> [REQUIREMENTS]
**1.** Echo the passage of the Slony failover thread starting at "In my own tests, with" and ending at "want to avoid.".
**2.** In the Slony failover thread, what happened to node 30 when failover from 10 to 20 was tested?
**3.** Go on with the Slony failover thread from where it stops.

> [EXCERPT]
• • •

[Slony1-general] Re: Slony1-1.0.5 Failover does not work

Tue Oct 4 18:12:25 PDT 2005

Fiel,

In my own tests, with node 10->20->30, failover from 10 to 20 failed
because node 30 was unusable and had to be recreated from scratch.  
This is a serious bug in my book.  

In one case the problem seemed to be dropping the first node 
"too soon".  I have not tested that case so I don't know that
this was the problem.  

What I have verified is that the third node never recieved any message
regarding the failover and did not change its information
to get its table set from the new origin, 20.

Also, try not to use Node 1, 2, 3.  Node 1 has some special meaning
in some cases that you will want to avoid.  

We are with you, not ignoring you.  

--elein 

On Tue, Oct 04, 2005 at 11:13:19AM -0400, Fiel Cabral wrote:
> Right after running the failover command I issue the DROP NODE command to drop
> node 1. slonik prints an error message and exits with return value 12:
> 
> sys:17: TRY: drop node
> sys:19: PGRES_FATAL_ERROR select "_whatever".dropNode(1);  - ERROR:  Slony-I:
> Node 1 is still origin of one or more sets
> 
> Something should have changed the origin to node 3 but it isn't happening.

• • •

> [AVAILABLE DATA]
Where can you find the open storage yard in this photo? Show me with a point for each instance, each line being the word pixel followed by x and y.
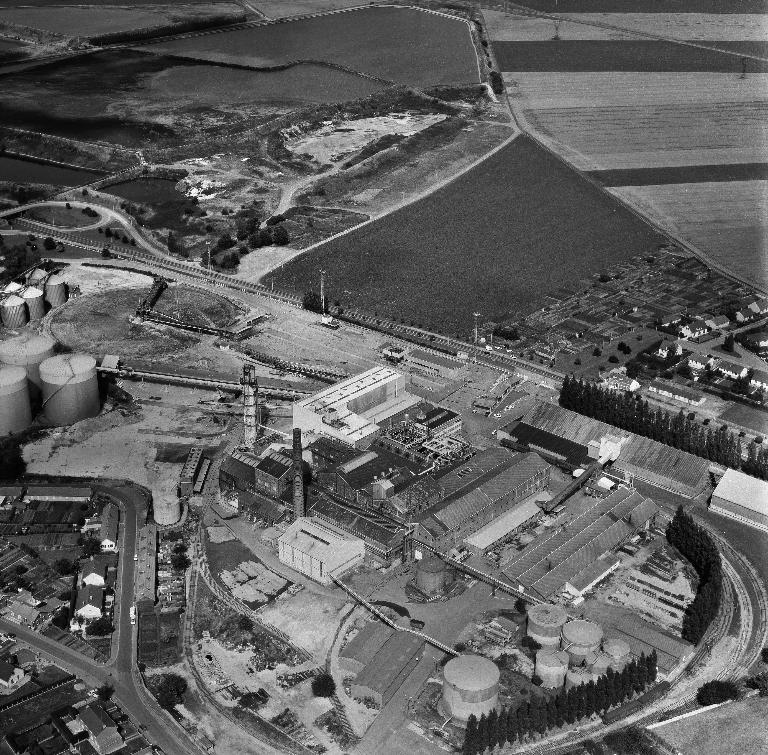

• • •

> [THE ANSWERS]
**1.**
In my own tests, with node 10->20->30, failover from 10 to 20 failed
because node 30 was unusable and had to be recreated from scratch.  
This is a serious bug in my book.  

In one case the problem seemed to be dropping the first node 
"too soon".  I have not tested that case so I don't know that
this was the problem.  

What I have verified is that the third node never recieved any message
regarding the failover and did not change its information
to get its table set from the new origin, 20.

Also, try not to use Node 1, 2, 3.  Node 1 has some special meaning
in some cases that you will want to avoid.

**2.** Node 30 was unusable and had to be recreated from scratch.

**3.**
> 
> 
> On 10/4/05, Fiel Cabral <e4696wyoa63emq6w3250kiw60i45e1 at gmail.com> wrote:
> 
>     I have 3 nodes. Nodes 2 and 3 are subscribers of node 1 and I'm trying to
>     failover from node 1 to node 3. The failover command succeeds but the
>     database of node 3 is still read-only and the origin is still node 1. I
>     don't have the same problem when doing failover with only two nodes because
>     the set is moved immediately by failedNode.
> 
>     failedNode (in the code below) is able to set the provider successfully.
> 
>     Some code elsewhere is actually moving the replication set. Where is that
>     code? Is it in slon or slonik or in the sql scripts?
> 
>     How do I find out that slon caught the signal and is doing the right thing
>     in response to the signal?
> 
>         784 raise notice ''failedNode: set % has other direct receivers -
>     change providers only'', v_row.set_id;
>         785                         -- ----
>         786                         -- Backup node is not the only direct
>     subscriber. This
>         787                         -- means that at this moment, we redirect
>     all direct
>         788                         -- subscribers to receive from the backup
>     node, and the
>         789                         -- backup node itself to receive from
>     another one.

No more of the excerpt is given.